▶ _DESCRIPTION OF THE TASK_: Express each line of the items below as a JSON list of strings, with one string per line and any blank lines omitted.

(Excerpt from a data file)
━━━━━━━━━━━━━━━━━━━━━━━━━━━━━━

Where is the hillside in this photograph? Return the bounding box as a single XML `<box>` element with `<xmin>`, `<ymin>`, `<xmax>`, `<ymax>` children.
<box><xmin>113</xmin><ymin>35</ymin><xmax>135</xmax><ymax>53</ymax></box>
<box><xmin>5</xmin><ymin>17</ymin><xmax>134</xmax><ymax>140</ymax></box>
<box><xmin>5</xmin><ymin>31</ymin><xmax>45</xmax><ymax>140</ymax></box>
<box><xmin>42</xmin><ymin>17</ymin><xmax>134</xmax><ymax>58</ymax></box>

━━━━━━━━━━━━━━━━━━━━━━━━━━━━━━

▶ _RESULT OF THIS EXERCISE_:
[
  "Where is the hillside in this photograph? Return the bounding box as a single XML `<box>` element with `<xmin>`, `<ymin>`, `<xmax>`, `<ymax>` children.",
  "<box><xmin>113</xmin><ymin>35</ymin><xmax>135</xmax><ymax>53</ymax></box>",
  "<box><xmin>5</xmin><ymin>17</ymin><xmax>134</xmax><ymax>140</ymax></box>",
  "<box><xmin>5</xmin><ymin>31</ymin><xmax>45</xmax><ymax>140</ymax></box>",
  "<box><xmin>42</xmin><ymin>17</ymin><xmax>134</xmax><ymax>58</ymax></box>"
]